RECORD LIST:
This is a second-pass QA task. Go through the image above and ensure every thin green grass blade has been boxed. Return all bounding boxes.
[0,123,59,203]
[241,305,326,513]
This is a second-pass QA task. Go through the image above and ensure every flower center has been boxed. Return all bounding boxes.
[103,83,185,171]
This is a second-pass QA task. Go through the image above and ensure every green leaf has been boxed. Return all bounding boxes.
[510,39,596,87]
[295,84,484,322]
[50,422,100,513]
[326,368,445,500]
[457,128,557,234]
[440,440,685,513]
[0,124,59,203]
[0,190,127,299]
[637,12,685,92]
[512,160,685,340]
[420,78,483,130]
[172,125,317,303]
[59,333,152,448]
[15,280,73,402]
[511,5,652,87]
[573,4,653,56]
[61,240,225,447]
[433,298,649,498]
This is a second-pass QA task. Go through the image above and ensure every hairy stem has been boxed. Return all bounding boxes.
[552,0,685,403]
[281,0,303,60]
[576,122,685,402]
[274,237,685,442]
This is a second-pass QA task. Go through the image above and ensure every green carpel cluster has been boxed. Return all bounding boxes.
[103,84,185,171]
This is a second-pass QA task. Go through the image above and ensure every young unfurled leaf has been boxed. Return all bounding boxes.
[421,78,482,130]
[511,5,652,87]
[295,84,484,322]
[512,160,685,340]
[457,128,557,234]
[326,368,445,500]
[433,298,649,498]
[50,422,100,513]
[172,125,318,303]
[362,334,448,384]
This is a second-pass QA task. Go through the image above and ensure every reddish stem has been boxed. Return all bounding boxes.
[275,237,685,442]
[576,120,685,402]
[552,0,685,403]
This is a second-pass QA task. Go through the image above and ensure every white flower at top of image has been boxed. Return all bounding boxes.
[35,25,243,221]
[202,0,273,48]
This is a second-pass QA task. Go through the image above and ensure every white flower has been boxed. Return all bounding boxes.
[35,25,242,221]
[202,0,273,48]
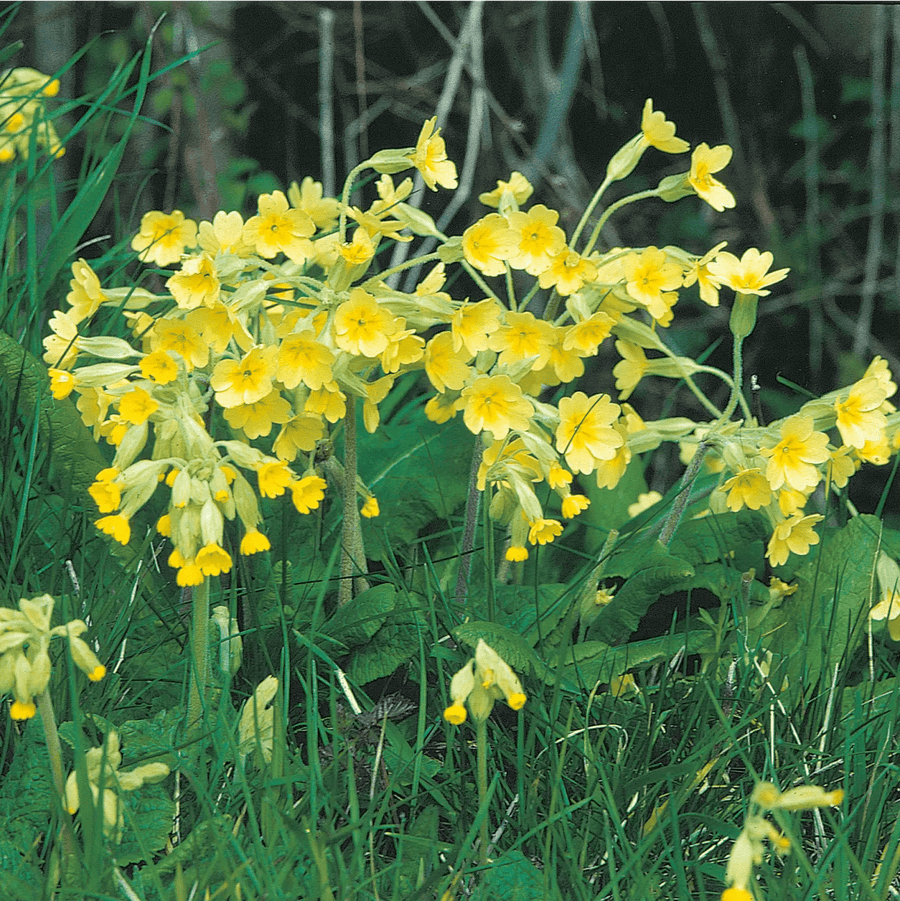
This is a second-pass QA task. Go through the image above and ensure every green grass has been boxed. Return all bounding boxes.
[0,8,900,901]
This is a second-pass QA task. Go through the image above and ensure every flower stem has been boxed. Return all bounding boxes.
[659,441,709,546]
[338,393,368,607]
[187,576,209,744]
[37,690,78,872]
[456,435,484,604]
[473,717,489,867]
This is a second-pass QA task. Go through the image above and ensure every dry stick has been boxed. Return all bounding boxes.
[851,6,887,357]
[390,0,484,284]
[794,44,825,379]
[353,0,369,159]
[319,8,337,197]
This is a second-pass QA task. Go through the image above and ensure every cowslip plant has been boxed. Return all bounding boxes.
[44,100,900,796]
[0,67,66,163]
[721,782,844,901]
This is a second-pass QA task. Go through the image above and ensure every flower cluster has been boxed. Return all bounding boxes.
[65,732,169,842]
[0,68,66,163]
[44,100,896,585]
[0,594,106,720]
[444,638,527,726]
[713,357,900,566]
[722,782,844,901]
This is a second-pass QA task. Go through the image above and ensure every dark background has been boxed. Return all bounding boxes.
[9,0,900,506]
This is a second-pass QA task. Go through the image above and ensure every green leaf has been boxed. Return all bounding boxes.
[347,600,426,685]
[453,620,540,675]
[764,516,881,702]
[472,851,546,901]
[579,457,647,554]
[115,784,175,866]
[322,582,397,648]
[470,582,577,647]
[0,718,53,853]
[590,541,694,645]
[358,408,475,560]
[543,629,709,688]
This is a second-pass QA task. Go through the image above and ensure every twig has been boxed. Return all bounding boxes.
[851,6,887,357]
[319,7,337,197]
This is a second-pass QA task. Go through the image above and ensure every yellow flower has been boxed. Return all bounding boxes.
[684,241,727,307]
[131,210,197,266]
[241,191,316,263]
[721,468,772,513]
[272,413,325,462]
[410,116,457,191]
[166,253,219,310]
[288,175,340,231]
[488,312,554,369]
[478,172,534,209]
[759,413,831,491]
[276,330,335,390]
[65,731,169,842]
[94,513,131,544]
[688,144,734,213]
[641,99,690,153]
[151,319,209,371]
[834,377,886,448]
[48,369,77,400]
[66,259,108,322]
[225,391,291,440]
[141,350,178,385]
[450,298,503,358]
[241,529,272,557]
[750,782,844,810]
[613,341,649,400]
[444,638,527,726]
[538,247,597,297]
[562,494,591,519]
[194,541,231,576]
[556,391,624,473]
[708,247,791,297]
[290,476,328,513]
[507,203,566,275]
[119,388,159,425]
[456,375,534,441]
[766,512,825,566]
[256,459,295,497]
[622,247,682,325]
[462,213,516,275]
[334,288,397,358]
[209,347,276,407]
[528,519,562,544]
[425,332,472,392]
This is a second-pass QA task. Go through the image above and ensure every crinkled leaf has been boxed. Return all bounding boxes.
[669,510,771,571]
[115,783,175,867]
[0,717,53,852]
[322,583,397,648]
[764,516,881,702]
[358,411,475,560]
[0,840,46,901]
[473,582,576,647]
[590,541,694,645]
[544,629,709,688]
[346,603,426,685]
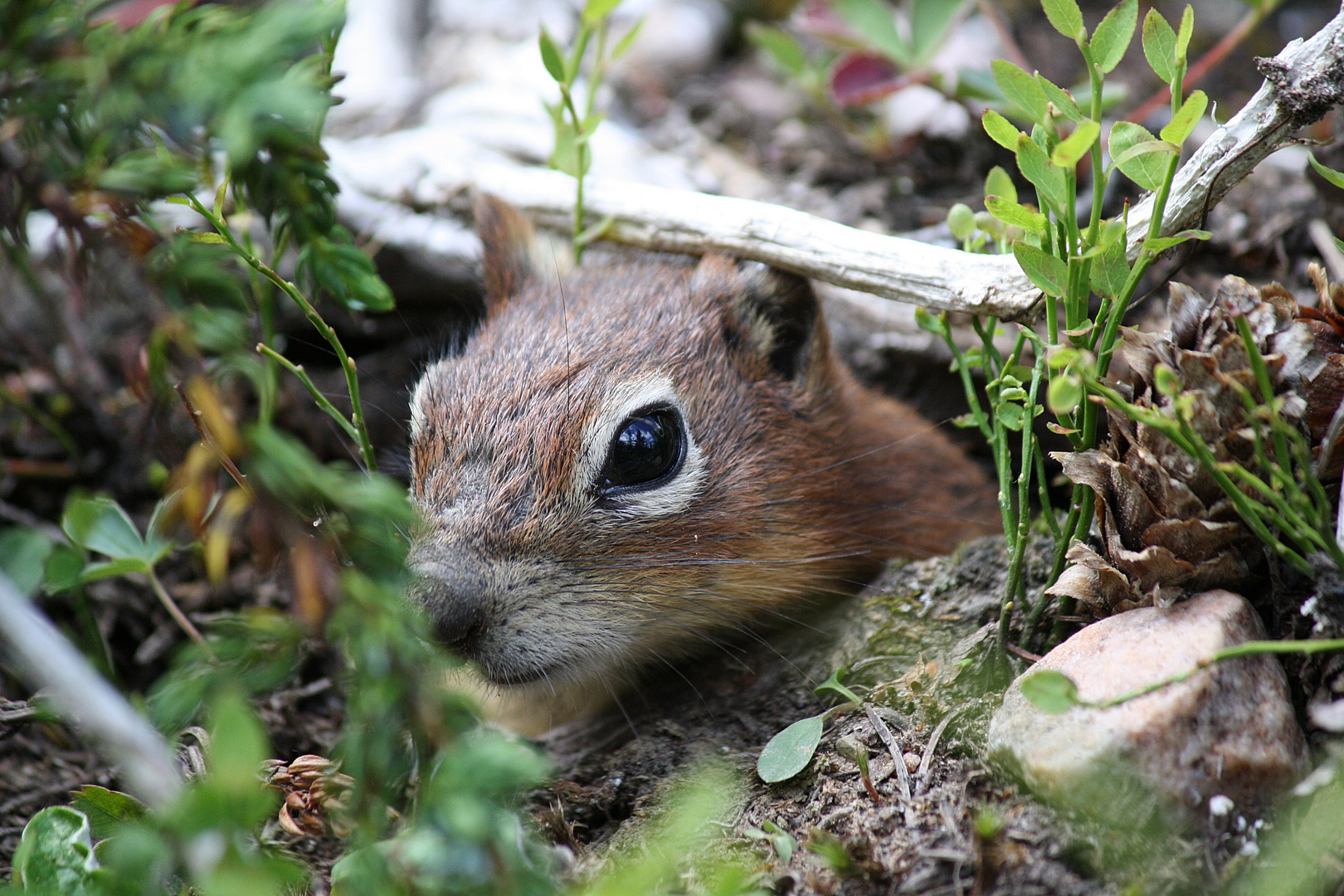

INSTRUCTIONS FOR THE TASK:
Write out all of the lines above again, word for word, leaving out the pictures.

WRITTEN RESPONSE:
This is a second-pass QA task. Go through the image above and ensure every thin green grass blade has been boxed. Return all bounding boxes.
[0,123,59,203]
[241,305,326,513]
This is a second-pass QA task. Go through the image above and ensure every flower center has been boxed. Return all bounding boxes.
[103,83,185,171]
This is a second-pass QA task. Go through the image above and ensure every green leaf has been boxed. Return all bounding boxes.
[510,39,596,87]
[295,84,484,322]
[50,422,100,513]
[326,368,445,500]
[457,128,557,234]
[440,440,685,513]
[0,124,59,203]
[0,190,127,299]
[637,12,685,92]
[512,160,685,340]
[420,78,483,130]
[172,125,317,303]
[59,333,152,448]
[15,280,73,402]
[511,5,652,87]
[573,4,653,56]
[61,240,225,447]
[433,298,649,498]
This is a second-pass QA task. Go through the image above and ensure every hairy stem has been boxed. Return all bounding boxes.
[552,0,685,403]
[281,0,303,60]
[576,122,685,402]
[274,237,685,442]
This is a second-pass QA task. Go through the image above and ensure every green carpel cluster has been boxed. Return all bounding boxes.
[103,84,185,171]
This is a second-pass QA task. Go through the image above and ensure every young unfurled leaf has been boxed. Return all bounding boxes.
[421,78,482,130]
[511,5,652,87]
[295,84,484,322]
[512,160,685,340]
[457,128,557,234]
[326,368,445,500]
[433,298,649,498]
[50,422,100,513]
[172,125,318,303]
[362,334,448,384]
This is a second-pass QA task. Go through the image above and ensure every reddish stem has been boxed. Return all bounding boxes.
[275,237,685,442]
[576,120,685,402]
[552,0,685,403]
This is a second-pass QA task. Go through the image above and ensure every white flower at top of image has been boxed. Return all bounding boxes.
[35,25,243,221]
[202,0,273,48]
This is a second-pass QA task. Go through the image above and ensure every white flower has been boxed. Return all bounding boxes.
[35,25,242,221]
[202,0,273,48]
This is a second-pass QA task. Go through the image above and ensure every green grass has been boxed. Return all bounding boxes.
[0,8,900,901]
This is a second-pass QA task. Go through the image above and ensure every flower stem has been boxed. Return all bounding boxes.
[659,441,709,546]
[338,393,368,607]
[187,576,209,744]
[37,690,78,872]
[456,435,484,604]
[473,717,489,867]
This is a second-pass QA task. Go through the image above and ensure every dry stick has been boxed. Return all bounding boxes.
[851,6,887,357]
[390,0,484,284]
[794,44,825,379]
[353,0,369,159]
[319,8,337,197]
This is a second-pass QA task. Go through the image above and ensure every cowslip plant has been boxed. Return all bounding boxes.
[44,100,900,796]
[0,67,66,163]
[721,782,844,901]
This is a second-pass QA task. Go through the image above and ensure every flower cluster has been boxed. Return all bounding boxes.
[65,732,169,842]
[0,68,66,163]
[44,100,896,585]
[0,594,106,720]
[444,638,527,726]
[713,357,900,566]
[722,782,844,901]
This is a second-pass QA task. Go through the image above and ensure every dark background has been boxed. Return all bounding boxes.
[9,0,900,506]
This is a second-pass QA task. Go through the image above and ensure every green leaf has been boxed. Return all bounding boxes.
[347,600,426,685]
[453,620,540,675]
[764,516,881,702]
[472,851,546,901]
[579,457,647,554]
[115,784,175,866]
[322,582,397,648]
[470,582,577,647]
[0,718,53,853]
[590,541,694,645]
[358,408,475,560]
[543,629,709,688]
This is a second-pass QA task. Go through the image above and ensure every twig has been boxed. Return all bounding boxes.
[851,6,887,357]
[319,7,337,197]
This is a second-pass QA task. Go through the image above and ensure every yellow flower has been boxed. Return all bounding boxes.
[684,241,727,307]
[131,210,197,266]
[241,191,316,263]
[721,468,772,513]
[272,413,325,462]
[410,116,457,191]
[166,253,219,310]
[288,175,340,231]
[488,312,554,369]
[478,172,534,209]
[759,413,831,491]
[276,330,335,390]
[65,731,169,842]
[94,513,131,544]
[688,144,734,213]
[641,99,690,153]
[151,319,209,371]
[834,377,886,448]
[48,369,77,400]
[66,259,108,322]
[225,391,291,440]
[141,350,178,385]
[450,298,503,358]
[241,529,272,557]
[750,782,844,810]
[613,341,649,400]
[444,638,527,726]
[538,247,597,297]
[562,494,591,519]
[194,541,231,576]
[556,391,624,473]
[708,247,791,297]
[290,476,328,513]
[507,203,566,275]
[119,388,159,425]
[456,375,534,441]
[766,512,825,566]
[256,459,295,497]
[622,247,682,325]
[462,213,516,275]
[334,288,397,358]
[209,347,276,407]
[528,519,562,544]
[425,332,472,392]
This is a second-pass QA task. Go through the image above and ensure every crinkled leaf has been boxed. Return all bounding boxes.
[669,510,771,571]
[115,783,175,867]
[0,717,53,852]
[322,583,397,648]
[764,516,881,702]
[358,411,475,560]
[0,840,46,901]
[473,582,576,647]
[590,541,694,645]
[544,629,709,688]
[346,603,426,685]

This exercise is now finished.